#### Excerpt to read
────────────────

Manufacturing costs were up $442 million, most of which was related to higher material and freight costs.
We expected material costs would be up and they were.
Machinery and engines, SG&A and R&D costs were up $158 million from the third quarter last year.
As a percent of sales, SG&A costs were actually 2/10ths of a percent lower and R&D costs were 3/10ths of a percent higher.
The increase in costs in R&D were primarily related to work on tier four products.
While SG&A and R&D costs were up in dollars from the third quarter of last year, sequentially spending was about flat with the second quarter.
Financial products operating income was down $34 million and currency impacts on operating income were negative $65 million, but were more than offset by currency exchange gains in the other income line below operating profit.
One last comment on the third quarter, as has been the pattern for really the entire year, our sales growth has largely come outside of North America.
In the third quarter, sales and revenues in North America were up just 3% compared with Asia Pacific at 38%, Latin America at 32%, and EAME, that's Europe Africa Middle East at 11%.
In sales and revenues in North America were just a little under 40% in total.
Okay.
That's a quick summary of the quarter.
Let me move onto the full year outlook.
We expect sales and revenues, again, to be over $50 billion in 2008 and profit per share to be about $6 and that's unchanged for 2008.
And that's unchanged for 2008.
We have three quarters behind us which means that essentially we are expecting fourth quarters profits to be about $1.43 or at a level close to what we reported in the third quarter.
As you look forward remember, we continue have a strong order board.
Dealer sales to end users actually improved in September and for many products particularly large machines, large reciprocating engines and turbines, demand is still high and we are producing as much as we can.

────────────────

#### Excerpted records
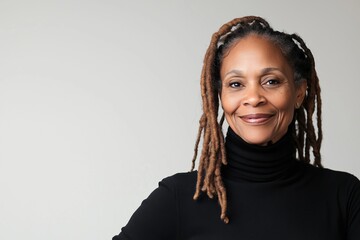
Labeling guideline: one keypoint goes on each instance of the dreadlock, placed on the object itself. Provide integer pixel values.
(213, 154)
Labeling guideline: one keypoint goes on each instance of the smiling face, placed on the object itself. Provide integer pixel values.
(258, 93)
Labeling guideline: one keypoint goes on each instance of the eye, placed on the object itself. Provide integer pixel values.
(235, 84)
(272, 82)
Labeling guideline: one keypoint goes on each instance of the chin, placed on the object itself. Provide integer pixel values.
(260, 142)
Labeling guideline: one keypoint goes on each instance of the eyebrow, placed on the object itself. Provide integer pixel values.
(263, 71)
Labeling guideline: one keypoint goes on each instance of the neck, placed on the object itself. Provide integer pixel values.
(249, 162)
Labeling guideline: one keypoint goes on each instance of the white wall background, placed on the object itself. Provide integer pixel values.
(99, 100)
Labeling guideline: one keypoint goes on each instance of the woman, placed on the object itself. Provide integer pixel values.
(266, 174)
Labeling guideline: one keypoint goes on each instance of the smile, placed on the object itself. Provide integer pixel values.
(259, 118)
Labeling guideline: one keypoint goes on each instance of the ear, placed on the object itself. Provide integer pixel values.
(300, 92)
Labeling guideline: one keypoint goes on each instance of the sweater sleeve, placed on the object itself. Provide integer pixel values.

────────────────

#### Your objective
Can you quote the full third-quarter earnings excerpt word for word?

#### Expected answer
Manufacturing costs were up $442 million, most of which was related to higher material and freight costs.
We expected material costs would be up and they were.
Machinery and engines, SG&A and R&D costs were up $158 million from the third quarter last year.
As a percent of sales, SG&A costs were actually 2/10ths of a percent lower and R&D costs were 3/10ths of a percent higher.
The increase in costs in R&D were primarily related to work on tier four products.
While SG&A and R&D costs were up in dollars from the third quarter of last year, sequentially spending was about flat with the second quarter.
Financial products operating income was down $34 million and currency impacts on operating income were negative $65 million, but were more than offset by currency exchange gains in the other income line below operating profit.
One last comment on the third quarter, as has been the pattern for really the entire year, our sales growth has largely come outside of North America.
In the third quarter, sales and revenues in North America were up just 3% compared with Asia Pacific at 38%, Latin America at 32%, and EAME, that's Europe Africa Middle East at 11%.
In sales and revenues in North America were just a little under 40% in total.
Okay.
That's a quick summary of the quarter.
Let me move onto the full year outlook.
We expect sales and revenues, again, to be over $50 billion in 2008 and profit per share to be about $6 and that's unchanged for 2008.
And that's unchanged for 2008.
We have three quarters behind us which means that essentially we are expecting fourth quarters profits to be about $1.43 or at a level close to what we reported in the third quarter.
As you look forward remember, we continue have a strong order board.
Dealer sales to end users actually improved in September and for many products particularly large machines, large reciprocating engines and turbines, demand is still high and we are producing as much as we can.